● Short exercise
Convert the items below, from the start of the records through the line containing "[[531, 1047]]", into a two-column CSV with the headers text and answer. Each item gets one row, each field is enclosed in quotation marks, and line breaks become spaces.

[Position annotation records]

++++++++

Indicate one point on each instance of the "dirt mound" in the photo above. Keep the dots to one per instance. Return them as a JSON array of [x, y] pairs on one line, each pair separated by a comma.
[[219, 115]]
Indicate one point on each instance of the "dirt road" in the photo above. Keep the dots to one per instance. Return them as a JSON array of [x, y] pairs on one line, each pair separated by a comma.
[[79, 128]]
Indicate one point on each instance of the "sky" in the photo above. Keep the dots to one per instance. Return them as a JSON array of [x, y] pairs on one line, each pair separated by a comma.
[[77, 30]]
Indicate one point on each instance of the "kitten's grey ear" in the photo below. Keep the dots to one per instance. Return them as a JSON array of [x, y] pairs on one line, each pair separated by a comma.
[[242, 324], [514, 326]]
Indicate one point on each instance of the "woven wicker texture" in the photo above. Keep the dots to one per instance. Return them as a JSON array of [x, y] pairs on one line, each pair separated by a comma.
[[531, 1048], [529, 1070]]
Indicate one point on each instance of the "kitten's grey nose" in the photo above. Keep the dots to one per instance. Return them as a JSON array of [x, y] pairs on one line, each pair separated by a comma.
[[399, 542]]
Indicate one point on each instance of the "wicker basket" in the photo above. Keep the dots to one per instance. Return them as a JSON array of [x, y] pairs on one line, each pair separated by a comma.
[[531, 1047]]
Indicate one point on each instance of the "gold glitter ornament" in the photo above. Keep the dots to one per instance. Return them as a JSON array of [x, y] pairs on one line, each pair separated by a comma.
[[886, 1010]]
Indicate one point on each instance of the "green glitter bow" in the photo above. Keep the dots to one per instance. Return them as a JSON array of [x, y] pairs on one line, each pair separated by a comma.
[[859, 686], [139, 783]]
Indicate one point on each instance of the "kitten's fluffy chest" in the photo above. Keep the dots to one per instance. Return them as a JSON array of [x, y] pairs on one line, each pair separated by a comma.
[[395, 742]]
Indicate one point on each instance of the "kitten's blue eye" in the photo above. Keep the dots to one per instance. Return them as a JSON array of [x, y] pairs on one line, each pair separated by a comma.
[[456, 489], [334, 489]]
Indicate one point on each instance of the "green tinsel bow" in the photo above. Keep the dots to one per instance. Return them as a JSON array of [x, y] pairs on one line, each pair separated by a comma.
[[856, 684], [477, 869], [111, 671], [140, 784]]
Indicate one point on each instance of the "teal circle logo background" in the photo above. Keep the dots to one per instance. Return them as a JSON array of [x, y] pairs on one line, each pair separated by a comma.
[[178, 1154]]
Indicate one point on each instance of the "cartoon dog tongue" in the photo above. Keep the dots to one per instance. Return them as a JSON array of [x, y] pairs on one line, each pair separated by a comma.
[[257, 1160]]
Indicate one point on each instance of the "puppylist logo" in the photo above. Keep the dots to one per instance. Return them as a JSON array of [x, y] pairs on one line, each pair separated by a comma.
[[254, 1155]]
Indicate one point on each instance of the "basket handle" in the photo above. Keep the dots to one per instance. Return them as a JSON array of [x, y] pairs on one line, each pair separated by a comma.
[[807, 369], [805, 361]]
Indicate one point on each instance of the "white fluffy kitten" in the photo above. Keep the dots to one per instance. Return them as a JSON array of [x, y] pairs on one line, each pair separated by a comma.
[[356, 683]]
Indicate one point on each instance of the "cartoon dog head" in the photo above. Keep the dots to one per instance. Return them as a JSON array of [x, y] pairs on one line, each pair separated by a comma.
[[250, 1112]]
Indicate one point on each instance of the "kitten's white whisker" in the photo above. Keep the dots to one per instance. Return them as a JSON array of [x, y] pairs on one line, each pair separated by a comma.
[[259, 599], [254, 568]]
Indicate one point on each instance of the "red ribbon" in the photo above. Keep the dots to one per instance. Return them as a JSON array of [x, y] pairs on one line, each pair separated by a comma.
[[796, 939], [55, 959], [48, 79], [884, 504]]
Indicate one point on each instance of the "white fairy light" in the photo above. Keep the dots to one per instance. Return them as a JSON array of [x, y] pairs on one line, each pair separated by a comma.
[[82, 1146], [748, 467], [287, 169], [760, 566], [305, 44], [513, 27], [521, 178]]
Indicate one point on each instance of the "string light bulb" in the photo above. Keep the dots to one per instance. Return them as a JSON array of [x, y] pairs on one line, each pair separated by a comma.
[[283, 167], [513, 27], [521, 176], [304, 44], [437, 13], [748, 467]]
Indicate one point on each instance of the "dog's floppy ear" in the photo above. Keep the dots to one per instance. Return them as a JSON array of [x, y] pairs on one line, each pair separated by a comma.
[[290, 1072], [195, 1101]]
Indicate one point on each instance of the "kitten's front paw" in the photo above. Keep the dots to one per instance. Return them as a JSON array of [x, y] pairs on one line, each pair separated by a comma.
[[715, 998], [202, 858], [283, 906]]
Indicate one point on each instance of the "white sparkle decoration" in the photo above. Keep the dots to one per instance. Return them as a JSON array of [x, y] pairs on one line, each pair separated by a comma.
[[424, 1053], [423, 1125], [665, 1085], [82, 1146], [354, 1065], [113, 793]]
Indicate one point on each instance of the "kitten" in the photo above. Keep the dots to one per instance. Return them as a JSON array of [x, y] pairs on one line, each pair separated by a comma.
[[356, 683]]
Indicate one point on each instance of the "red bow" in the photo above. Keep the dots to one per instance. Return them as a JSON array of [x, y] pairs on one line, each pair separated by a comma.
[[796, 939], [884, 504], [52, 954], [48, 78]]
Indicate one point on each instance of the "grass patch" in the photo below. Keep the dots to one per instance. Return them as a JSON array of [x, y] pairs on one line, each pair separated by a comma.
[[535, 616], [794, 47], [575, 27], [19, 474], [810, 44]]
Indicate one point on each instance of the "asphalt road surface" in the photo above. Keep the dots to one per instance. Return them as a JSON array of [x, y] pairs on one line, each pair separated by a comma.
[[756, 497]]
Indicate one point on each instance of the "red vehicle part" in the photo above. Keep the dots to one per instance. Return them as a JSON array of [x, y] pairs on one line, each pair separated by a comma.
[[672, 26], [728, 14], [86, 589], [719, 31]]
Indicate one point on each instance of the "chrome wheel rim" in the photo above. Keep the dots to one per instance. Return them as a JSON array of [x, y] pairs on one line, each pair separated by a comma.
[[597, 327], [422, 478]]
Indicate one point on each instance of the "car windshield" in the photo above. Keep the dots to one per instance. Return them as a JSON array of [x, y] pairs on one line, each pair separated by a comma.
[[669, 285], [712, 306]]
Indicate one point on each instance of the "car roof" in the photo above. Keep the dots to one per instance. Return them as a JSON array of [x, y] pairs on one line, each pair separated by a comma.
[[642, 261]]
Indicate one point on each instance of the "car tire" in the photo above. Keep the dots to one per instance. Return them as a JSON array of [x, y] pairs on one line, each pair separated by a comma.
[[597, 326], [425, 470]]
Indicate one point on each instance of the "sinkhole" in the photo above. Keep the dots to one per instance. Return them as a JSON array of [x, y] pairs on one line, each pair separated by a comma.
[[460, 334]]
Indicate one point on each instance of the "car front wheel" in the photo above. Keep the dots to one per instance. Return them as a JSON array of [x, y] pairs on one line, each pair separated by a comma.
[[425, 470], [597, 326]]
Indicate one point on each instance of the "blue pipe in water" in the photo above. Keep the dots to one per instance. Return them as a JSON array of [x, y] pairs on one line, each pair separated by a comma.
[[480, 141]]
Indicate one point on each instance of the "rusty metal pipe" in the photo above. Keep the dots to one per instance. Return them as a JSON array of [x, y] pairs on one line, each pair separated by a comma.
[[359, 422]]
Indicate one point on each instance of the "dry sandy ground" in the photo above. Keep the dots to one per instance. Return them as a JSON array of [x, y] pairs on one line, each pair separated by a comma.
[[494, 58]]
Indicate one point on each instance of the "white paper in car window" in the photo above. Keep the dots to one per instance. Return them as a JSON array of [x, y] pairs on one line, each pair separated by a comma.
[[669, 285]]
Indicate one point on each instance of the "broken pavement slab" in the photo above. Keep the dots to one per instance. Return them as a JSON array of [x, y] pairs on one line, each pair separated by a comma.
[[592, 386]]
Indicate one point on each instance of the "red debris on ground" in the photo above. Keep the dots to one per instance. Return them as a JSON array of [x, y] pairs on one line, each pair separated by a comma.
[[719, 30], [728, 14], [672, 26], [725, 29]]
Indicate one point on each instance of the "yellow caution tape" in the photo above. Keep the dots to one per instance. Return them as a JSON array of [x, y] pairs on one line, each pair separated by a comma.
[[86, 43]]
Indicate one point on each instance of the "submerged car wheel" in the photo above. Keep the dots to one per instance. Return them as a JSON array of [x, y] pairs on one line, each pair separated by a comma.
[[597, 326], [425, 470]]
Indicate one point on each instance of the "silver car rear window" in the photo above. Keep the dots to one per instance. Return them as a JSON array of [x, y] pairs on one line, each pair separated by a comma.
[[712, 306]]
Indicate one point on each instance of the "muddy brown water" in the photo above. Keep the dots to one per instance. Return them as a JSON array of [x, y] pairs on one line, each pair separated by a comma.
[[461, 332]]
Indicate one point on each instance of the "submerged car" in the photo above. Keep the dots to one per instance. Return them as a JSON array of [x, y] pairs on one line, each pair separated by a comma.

++++++++

● Correct response
text,answer
"Indicate one point on each instance of the ""dirt mound"" in the photo above. Keep the dots to one per instance. Return them as a JSON array of [x, y] pairs on one line, each pair separated by a comma.","[[219, 115]]"
"Indicate one point on each instance of the ""dirt road"" in the photo above. Keep the dots to one per instance. Return them as a JSON array of [x, y] pairs on one line, each pair separated by a comma.","[[79, 128]]"
"Indicate one point on each instance of the ""sky"" in the photo above. Keep the dots to one per instance. Return them as a JSON array of [x, y] pairs on one line, each pair separated by a comma.","[[77, 30]]"
"Indicate one point on each instance of the ""kitten's grey ear"" in the photo below. Keep the dots to one per instance. Return them as a JSON array of [x, y] pairs on one line, each pair separated by a comma.","[[242, 324], [514, 326]]"
"Indicate one point on each instance of the ""woven wicker texture"" in the photo above. Keep the dots to one per instance. Return them as a JSON array of [x, y] pairs on one line, each pair separated by a comma.","[[531, 1048], [529, 1070]]"
"Indicate one point on each instance of the ""kitten's grey nose"" in the photo above. Keep the dots to one per instance. Return them as a JSON array of [x, y] pairs on one line, each pair separated by a comma.","[[399, 542]]"
"Indicate one point on each instance of the ""wicker basket"" in the photo above. Keep the dots to one per instance. Return them as a JSON array of [x, y] pairs on one line, each pair separated by a comma.","[[531, 1047]]"